** INPUT FOR THIS TASK **
>>>>
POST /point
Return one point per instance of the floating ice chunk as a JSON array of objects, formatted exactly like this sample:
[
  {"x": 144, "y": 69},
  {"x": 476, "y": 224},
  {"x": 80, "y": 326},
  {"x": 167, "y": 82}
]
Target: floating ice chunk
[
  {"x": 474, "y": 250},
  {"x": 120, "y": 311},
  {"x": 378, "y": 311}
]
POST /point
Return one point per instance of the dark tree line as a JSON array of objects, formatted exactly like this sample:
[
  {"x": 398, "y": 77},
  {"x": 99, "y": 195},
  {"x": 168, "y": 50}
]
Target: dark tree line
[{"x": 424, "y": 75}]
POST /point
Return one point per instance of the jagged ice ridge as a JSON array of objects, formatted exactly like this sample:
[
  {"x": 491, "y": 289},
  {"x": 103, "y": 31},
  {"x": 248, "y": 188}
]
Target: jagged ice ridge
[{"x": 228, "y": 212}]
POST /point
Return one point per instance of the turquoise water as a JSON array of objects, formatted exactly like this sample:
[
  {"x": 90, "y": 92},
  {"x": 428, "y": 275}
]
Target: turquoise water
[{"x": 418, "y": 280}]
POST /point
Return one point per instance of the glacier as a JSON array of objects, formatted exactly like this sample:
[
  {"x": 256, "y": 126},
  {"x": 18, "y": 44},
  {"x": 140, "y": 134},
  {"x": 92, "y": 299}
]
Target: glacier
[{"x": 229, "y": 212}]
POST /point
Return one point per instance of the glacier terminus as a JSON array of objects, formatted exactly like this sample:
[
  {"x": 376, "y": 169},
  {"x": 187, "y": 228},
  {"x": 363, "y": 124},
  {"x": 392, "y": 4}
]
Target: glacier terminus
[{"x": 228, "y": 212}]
<<<<
** PROBLEM STATEMENT **
Retype the material above, line by line, exactly.

** WRITTEN RESPONSE **
POST /point
Return one point per instance of the floating ice chunk as a JSON array of objects, formatted exactly like this sample:
[
  {"x": 144, "y": 69},
  {"x": 476, "y": 224},
  {"x": 80, "y": 326},
  {"x": 167, "y": 82}
]
Target: floating ice chunk
[
  {"x": 474, "y": 250},
  {"x": 120, "y": 311},
  {"x": 378, "y": 311}
]
POST /point
Return one point per instance of the dark tree line as a JSON array of objects, formatted exactly like this sample:
[
  {"x": 398, "y": 77},
  {"x": 99, "y": 195},
  {"x": 168, "y": 50}
]
Target: dark tree line
[{"x": 424, "y": 75}]
POST /point
Return one point per instance of the jagged ice ridge as a JSON array of objects, formatted exactly like this sample:
[
  {"x": 491, "y": 289},
  {"x": 103, "y": 31},
  {"x": 248, "y": 188}
]
Target: jagged ice ridge
[{"x": 228, "y": 212}]
POST /point
Return one point per instance of the turquoise water as a JSON array of objects, formatted exactly like this sample:
[
  {"x": 90, "y": 92},
  {"x": 428, "y": 275}
]
Target: turquoise water
[{"x": 418, "y": 280}]
POST /point
Return one point per instance of the glacier as a JSON array of objects, formatted exactly like this sample:
[
  {"x": 256, "y": 126},
  {"x": 18, "y": 44},
  {"x": 140, "y": 134},
  {"x": 92, "y": 299}
]
Target: glacier
[{"x": 229, "y": 212}]
POST /point
Return one point per instance of the glacier terminus as a JSON array of objects, formatted exactly like this sample:
[
  {"x": 376, "y": 169},
  {"x": 187, "y": 228},
  {"x": 363, "y": 124},
  {"x": 392, "y": 4}
]
Target: glacier terminus
[{"x": 228, "y": 212}]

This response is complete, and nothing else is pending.